## Given text
What happened was the recording of the CD with its acute devotion to old-school soul and a new round of live gigs, featuring Frank Fairbanks on guitar, John Lyons and “Snakebite” Jacobs on saxophones, Michael Barras on drums and, taking a break from his duties with the Ray Charles Orchestra, Larry Foyen on trumpet. One day–eventually, Jazz Fest audiences will be exposed to Coffee and we predict they will go nuts. If ever a band was tailor-made for the Fair Grounds, Coffee is it.
Meanwhile, Coffee plans to cut its next album live at Ruby’s Roadhouse in Mandeville. And, as for the question that begs to be asked, David Mondebello says his favorite coffee is Community and he sometimes strays in the direction of “a Latte with a little hazelnut added.” David Hyde notes that “I was in Sweden and I had some Swedish coffee and I stayed up for four days. I guess my favorite is Jamaican Blue Mountain.” Ernest Scott has the succinct last word: he drinks his black.

## Provided data
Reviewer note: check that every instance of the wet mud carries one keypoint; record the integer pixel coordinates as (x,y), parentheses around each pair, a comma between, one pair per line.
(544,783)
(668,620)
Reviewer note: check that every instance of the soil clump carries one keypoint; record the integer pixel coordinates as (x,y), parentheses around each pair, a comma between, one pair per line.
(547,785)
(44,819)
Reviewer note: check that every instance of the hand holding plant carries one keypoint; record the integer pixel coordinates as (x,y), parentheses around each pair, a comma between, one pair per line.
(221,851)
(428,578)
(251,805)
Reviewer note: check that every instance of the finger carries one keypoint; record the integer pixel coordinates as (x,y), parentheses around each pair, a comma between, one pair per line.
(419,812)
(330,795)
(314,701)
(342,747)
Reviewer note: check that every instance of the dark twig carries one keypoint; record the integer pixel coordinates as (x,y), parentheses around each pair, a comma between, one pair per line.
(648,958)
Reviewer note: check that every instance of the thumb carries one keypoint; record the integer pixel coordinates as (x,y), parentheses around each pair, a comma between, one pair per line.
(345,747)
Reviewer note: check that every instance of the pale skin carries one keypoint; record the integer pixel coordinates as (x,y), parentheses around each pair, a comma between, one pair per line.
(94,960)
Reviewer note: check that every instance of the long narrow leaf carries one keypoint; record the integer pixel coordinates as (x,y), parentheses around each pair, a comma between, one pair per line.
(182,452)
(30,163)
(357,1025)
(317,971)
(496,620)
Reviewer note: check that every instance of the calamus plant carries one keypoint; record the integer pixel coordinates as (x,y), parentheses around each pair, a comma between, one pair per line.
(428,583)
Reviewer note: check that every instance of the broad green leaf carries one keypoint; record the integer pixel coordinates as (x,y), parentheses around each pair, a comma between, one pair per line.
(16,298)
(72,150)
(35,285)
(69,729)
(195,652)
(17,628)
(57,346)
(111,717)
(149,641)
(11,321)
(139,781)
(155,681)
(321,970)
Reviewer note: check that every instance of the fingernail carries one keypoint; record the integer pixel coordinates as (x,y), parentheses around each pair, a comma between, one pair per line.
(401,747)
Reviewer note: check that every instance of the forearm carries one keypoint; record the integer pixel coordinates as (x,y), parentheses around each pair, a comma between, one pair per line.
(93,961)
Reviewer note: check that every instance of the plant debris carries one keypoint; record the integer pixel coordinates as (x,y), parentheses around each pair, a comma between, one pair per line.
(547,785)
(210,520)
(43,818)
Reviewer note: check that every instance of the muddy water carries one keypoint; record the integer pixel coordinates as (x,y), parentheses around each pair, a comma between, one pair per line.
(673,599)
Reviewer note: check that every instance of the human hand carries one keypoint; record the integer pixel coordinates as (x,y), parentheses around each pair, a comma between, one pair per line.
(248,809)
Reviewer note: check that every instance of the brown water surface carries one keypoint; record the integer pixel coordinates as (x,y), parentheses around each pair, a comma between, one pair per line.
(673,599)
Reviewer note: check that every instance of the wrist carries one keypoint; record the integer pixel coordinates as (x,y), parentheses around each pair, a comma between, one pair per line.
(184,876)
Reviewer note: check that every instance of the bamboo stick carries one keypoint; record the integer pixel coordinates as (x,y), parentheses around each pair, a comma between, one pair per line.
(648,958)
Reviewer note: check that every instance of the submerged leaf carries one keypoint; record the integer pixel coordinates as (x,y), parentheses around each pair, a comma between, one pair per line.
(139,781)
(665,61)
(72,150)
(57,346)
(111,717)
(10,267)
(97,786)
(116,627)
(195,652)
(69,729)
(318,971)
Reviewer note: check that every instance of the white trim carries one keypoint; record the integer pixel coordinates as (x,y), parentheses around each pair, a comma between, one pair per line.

## To do
• 1. In the text about the band Coffee:
(a) Who plays trumpet in the live gigs?
(b) Where does Coffee plan to cut its next album live?
(c) How does Ernest Scott drink his coffee?
• 2. Can you retype the stretch of the text about the band Coffee from "Meanwhile, Coffee plans" through "drinks his black."?

## Written responses
• 1.
(a) Larry Foyen
(b) At Ruby's Roadhouse in Mandeville
(c) Black

• 2.
Meanwhile, Coffee plans to cut its next album live at Ruby’s Roadhouse in Mandeville. And, as for the question that begs to be asked, David Mondebello says his favorite coffee is Community and he sometimes strays in the direction of “a Latte with a little hazelnut added.” David Hyde notes that “I was in Sweden and I had some Swedish coffee and I stayed up for four days. I guess my favorite is Jamaican Blue Mountain.” Ernest Scott has the succinct last word: he drinks his black.